* [STATED GOAL] Rewrite the stretch of records from the line containing "TARGET = man with gray hair" through the end of the records, changing every "beige" to "tan" and leaving all else as it stands.

┄┄┄┄┄┄┄┄┄┄

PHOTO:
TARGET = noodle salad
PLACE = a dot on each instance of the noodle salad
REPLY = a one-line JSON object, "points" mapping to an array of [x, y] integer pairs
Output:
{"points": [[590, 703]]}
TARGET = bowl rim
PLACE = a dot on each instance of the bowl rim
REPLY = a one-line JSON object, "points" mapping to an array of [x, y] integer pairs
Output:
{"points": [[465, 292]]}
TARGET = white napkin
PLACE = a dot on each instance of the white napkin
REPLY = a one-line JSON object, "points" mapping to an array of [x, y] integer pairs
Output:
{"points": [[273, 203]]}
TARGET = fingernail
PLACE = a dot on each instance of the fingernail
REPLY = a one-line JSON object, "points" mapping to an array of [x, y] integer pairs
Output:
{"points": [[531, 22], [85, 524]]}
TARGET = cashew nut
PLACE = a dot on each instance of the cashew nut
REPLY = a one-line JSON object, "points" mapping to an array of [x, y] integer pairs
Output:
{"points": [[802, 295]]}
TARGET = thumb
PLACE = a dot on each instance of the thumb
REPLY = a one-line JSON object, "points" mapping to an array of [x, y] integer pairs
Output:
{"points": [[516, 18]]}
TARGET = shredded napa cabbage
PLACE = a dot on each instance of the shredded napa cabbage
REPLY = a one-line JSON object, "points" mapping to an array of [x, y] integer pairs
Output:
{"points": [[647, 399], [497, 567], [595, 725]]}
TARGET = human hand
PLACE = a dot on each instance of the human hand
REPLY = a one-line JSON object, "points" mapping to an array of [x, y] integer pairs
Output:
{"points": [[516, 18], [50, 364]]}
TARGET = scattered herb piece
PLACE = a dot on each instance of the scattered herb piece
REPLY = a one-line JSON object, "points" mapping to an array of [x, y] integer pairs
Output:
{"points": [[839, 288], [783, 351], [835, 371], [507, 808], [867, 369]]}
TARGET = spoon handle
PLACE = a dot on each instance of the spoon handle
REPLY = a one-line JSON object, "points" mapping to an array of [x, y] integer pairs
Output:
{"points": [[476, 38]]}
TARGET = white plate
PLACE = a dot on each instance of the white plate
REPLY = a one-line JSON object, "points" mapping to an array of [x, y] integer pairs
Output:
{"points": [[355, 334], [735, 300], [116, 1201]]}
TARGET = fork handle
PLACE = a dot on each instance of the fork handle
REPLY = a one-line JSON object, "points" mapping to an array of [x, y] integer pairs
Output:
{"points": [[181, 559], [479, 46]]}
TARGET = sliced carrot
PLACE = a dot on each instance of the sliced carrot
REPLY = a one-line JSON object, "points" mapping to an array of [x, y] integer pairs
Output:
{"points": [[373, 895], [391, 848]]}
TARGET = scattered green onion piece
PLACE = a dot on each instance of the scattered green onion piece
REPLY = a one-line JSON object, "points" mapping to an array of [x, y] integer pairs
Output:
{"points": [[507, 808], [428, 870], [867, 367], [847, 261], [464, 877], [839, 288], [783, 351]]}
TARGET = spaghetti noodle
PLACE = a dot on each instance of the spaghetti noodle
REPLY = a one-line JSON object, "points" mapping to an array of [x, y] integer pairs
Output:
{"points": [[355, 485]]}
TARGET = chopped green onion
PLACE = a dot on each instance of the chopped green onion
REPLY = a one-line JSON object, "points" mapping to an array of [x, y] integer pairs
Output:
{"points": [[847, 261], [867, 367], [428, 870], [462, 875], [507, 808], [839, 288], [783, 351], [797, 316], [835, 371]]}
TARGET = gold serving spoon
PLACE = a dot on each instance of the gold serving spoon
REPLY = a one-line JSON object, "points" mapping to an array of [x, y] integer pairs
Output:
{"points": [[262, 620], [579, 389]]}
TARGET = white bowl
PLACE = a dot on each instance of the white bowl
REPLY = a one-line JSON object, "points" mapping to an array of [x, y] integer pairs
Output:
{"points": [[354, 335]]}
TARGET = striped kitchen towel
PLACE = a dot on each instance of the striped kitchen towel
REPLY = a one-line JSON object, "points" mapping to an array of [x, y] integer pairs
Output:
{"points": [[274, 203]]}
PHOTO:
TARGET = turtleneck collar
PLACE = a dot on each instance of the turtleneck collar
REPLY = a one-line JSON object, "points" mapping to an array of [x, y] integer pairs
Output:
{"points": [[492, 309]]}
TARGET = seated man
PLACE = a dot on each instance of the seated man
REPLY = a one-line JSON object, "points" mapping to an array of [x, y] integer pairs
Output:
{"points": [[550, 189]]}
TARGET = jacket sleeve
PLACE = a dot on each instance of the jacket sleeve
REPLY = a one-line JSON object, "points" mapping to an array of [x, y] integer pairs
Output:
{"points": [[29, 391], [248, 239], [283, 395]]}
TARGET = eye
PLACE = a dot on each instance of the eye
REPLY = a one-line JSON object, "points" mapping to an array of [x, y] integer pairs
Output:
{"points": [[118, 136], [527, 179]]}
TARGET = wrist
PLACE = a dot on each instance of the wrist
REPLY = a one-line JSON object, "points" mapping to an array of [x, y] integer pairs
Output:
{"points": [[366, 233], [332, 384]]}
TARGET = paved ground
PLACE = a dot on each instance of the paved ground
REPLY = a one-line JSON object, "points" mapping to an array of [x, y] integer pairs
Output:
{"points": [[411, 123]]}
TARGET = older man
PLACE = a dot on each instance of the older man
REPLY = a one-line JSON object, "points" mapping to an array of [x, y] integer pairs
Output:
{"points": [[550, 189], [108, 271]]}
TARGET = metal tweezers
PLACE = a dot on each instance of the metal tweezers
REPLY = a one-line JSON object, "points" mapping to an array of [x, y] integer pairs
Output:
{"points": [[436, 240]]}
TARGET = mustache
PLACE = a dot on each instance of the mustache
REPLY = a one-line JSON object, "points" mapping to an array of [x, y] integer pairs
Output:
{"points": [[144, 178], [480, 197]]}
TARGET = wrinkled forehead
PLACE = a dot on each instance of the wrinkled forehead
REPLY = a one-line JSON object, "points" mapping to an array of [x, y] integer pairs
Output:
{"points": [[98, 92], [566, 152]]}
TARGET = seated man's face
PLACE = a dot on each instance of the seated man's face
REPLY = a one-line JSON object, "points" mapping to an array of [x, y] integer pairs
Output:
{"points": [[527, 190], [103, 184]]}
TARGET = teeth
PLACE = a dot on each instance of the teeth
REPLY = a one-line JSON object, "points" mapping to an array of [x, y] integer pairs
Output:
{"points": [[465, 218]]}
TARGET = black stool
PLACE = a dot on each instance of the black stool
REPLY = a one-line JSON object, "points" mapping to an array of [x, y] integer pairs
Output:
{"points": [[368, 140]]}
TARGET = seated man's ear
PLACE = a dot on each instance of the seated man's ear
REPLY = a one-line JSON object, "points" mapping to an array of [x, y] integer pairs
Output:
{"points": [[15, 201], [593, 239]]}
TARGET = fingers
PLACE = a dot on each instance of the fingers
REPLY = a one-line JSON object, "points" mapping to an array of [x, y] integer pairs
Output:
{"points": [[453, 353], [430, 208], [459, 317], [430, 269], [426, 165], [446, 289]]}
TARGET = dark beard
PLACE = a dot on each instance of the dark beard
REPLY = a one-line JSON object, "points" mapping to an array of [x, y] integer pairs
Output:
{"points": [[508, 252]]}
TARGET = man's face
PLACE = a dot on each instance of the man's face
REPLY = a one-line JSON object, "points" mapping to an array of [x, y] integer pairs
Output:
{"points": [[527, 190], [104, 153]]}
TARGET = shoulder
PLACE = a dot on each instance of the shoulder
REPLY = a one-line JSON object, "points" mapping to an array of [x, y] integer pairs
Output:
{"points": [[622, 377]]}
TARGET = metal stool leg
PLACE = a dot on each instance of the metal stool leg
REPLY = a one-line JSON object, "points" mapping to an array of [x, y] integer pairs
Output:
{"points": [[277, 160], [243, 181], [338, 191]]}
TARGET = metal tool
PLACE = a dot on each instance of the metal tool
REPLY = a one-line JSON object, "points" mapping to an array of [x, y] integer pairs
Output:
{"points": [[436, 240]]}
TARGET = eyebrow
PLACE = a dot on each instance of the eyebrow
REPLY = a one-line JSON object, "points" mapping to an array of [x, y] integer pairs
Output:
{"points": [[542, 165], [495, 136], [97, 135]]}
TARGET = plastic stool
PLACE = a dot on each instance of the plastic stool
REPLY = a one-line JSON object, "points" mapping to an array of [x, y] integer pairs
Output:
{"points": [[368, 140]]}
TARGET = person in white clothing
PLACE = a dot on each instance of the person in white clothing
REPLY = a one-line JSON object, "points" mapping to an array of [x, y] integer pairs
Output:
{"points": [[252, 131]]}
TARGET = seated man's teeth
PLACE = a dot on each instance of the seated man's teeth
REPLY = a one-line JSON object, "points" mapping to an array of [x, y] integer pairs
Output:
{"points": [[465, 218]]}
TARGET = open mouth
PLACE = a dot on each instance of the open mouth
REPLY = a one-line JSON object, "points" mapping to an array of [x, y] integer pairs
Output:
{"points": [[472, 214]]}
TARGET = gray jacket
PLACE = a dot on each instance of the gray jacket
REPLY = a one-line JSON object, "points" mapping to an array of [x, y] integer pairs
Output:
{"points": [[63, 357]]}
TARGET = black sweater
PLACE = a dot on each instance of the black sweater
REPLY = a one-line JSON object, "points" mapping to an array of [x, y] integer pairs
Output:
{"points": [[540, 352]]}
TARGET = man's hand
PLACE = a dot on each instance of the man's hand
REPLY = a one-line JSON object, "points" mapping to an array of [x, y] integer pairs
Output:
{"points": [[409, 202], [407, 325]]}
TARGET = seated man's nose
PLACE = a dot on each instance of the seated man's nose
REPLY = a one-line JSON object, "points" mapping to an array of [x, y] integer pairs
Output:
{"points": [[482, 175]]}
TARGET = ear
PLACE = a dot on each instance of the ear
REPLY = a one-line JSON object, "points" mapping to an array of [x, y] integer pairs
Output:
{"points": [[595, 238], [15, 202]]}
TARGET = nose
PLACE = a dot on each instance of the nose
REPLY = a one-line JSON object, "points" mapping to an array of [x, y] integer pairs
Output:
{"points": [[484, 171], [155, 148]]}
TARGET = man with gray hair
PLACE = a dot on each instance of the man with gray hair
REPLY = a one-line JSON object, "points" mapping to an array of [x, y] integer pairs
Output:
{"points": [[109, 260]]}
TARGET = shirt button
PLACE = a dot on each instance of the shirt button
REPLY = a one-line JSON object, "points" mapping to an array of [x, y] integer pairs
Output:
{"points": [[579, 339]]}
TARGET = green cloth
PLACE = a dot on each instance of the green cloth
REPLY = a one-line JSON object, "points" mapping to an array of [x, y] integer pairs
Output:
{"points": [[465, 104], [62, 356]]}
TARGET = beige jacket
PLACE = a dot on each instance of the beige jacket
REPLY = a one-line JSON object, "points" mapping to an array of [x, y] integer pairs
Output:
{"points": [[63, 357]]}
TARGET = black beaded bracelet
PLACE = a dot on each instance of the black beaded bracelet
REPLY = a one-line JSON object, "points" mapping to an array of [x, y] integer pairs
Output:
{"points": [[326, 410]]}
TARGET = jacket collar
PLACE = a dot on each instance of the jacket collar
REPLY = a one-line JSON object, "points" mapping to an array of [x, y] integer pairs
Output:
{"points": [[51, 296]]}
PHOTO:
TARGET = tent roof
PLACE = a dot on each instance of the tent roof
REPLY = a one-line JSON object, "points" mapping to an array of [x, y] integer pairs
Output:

┄┄┄┄┄┄┄┄┄┄

* [IN RESPONSE]
TARGET = man with gray hair
PLACE = a dot on each instance of the man with gray hair
REPLY = a one-line JSON object, "points" mapping to an array of [x, y] integer pairs
Output:
{"points": [[109, 260]]}
TARGET = shirt button
PLACE = a dot on each instance of the shirt button
REPLY = a one-line JSON object, "points" mapping to an array of [x, y] integer pairs
Output:
{"points": [[579, 339]]}
TARGET = green cloth
PLACE = a dot on each instance of the green cloth
REPLY = a one-line JSON object, "points" mapping to an array of [x, y] integer pairs
Output:
{"points": [[465, 104], [62, 356]]}
TARGET = tan jacket
PLACE = a dot on each instance of the tan jacket
REPLY = a one-line JSON object, "points" mapping to an array of [x, y] integer pairs
Output:
{"points": [[63, 357]]}
TARGET = black beaded bracelet
PLACE = a dot on each instance of the black beaded bracelet
REPLY = a one-line JSON object, "points" mapping to an array of [x, y] integer pairs
Output:
{"points": [[326, 410]]}
TARGET = jacket collar
PLACE = a dot on each instance of the jacket collar
REPLY = a one-line JSON object, "points" mapping to an array of [x, y] integer pairs
Output:
{"points": [[51, 296]]}
PHOTO:
TARGET = tent roof
PLACE = a dot on each instance of the tent roof
REPLY = a one-line JSON object, "points" mapping to an array of [x, y] integer pairs
Output:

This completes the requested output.